* [Instructions to follow] Look through the records below for the line holding "Could you please". Write it out exactly, with each following line through the line holding "Target: blue front door".

[Material for this exercise Boundary: Start]

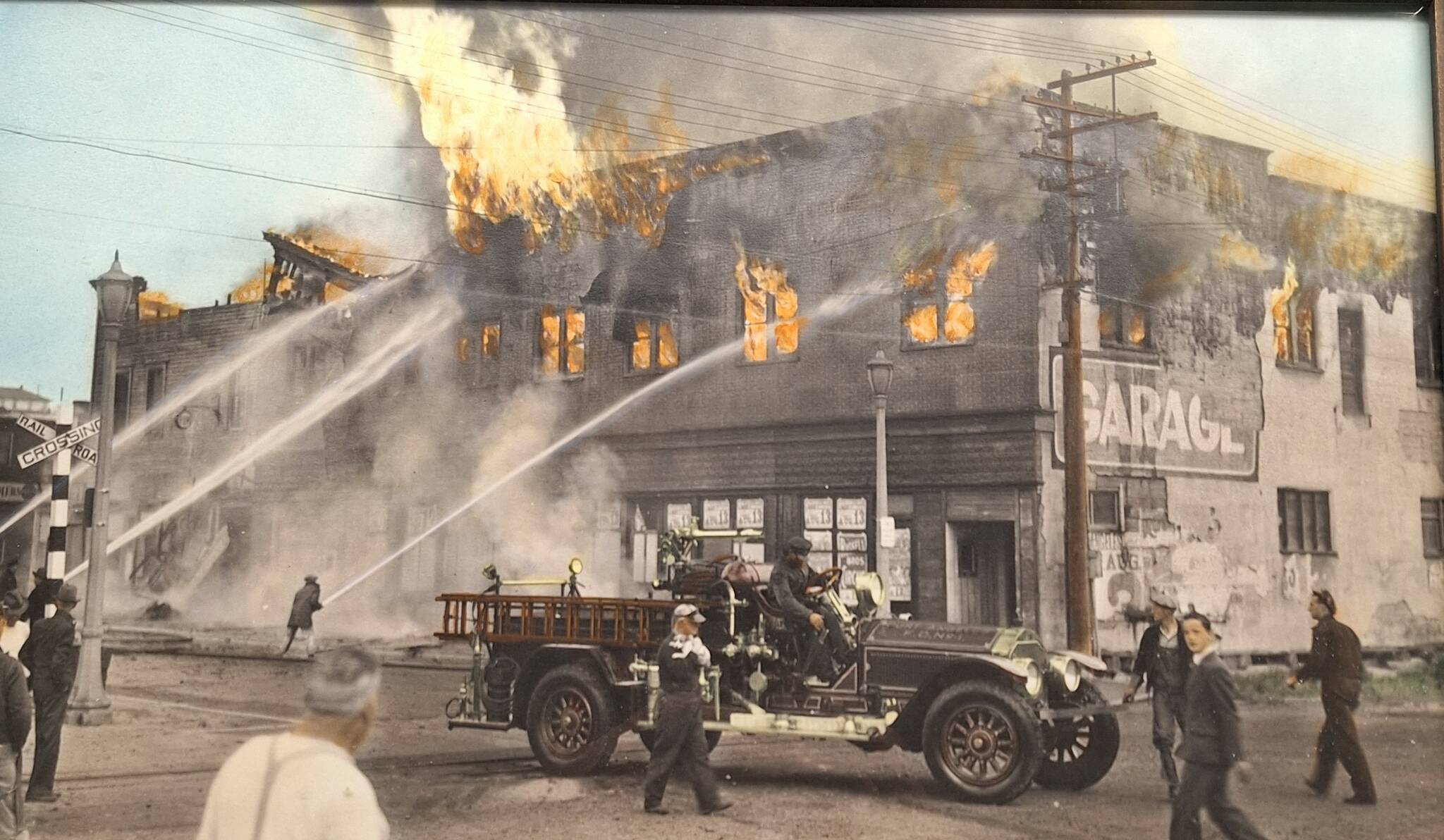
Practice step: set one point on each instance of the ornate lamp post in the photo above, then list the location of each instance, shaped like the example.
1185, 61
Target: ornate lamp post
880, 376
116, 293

[Material for this exercise Boundary: End]
[Material for this exercise Boundary: Start]

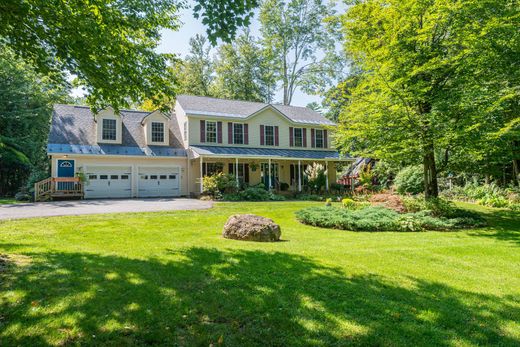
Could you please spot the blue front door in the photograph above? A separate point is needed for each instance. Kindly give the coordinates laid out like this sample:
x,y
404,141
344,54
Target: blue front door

[Material for this exercise Boundary: End]

* [Exercise output]
Could you please spot the blue front door in the photograph above? A separate point is needed for each instance. Kindly give the coordinates laid out like this sample:
x,y
404,141
344,54
Target: blue front door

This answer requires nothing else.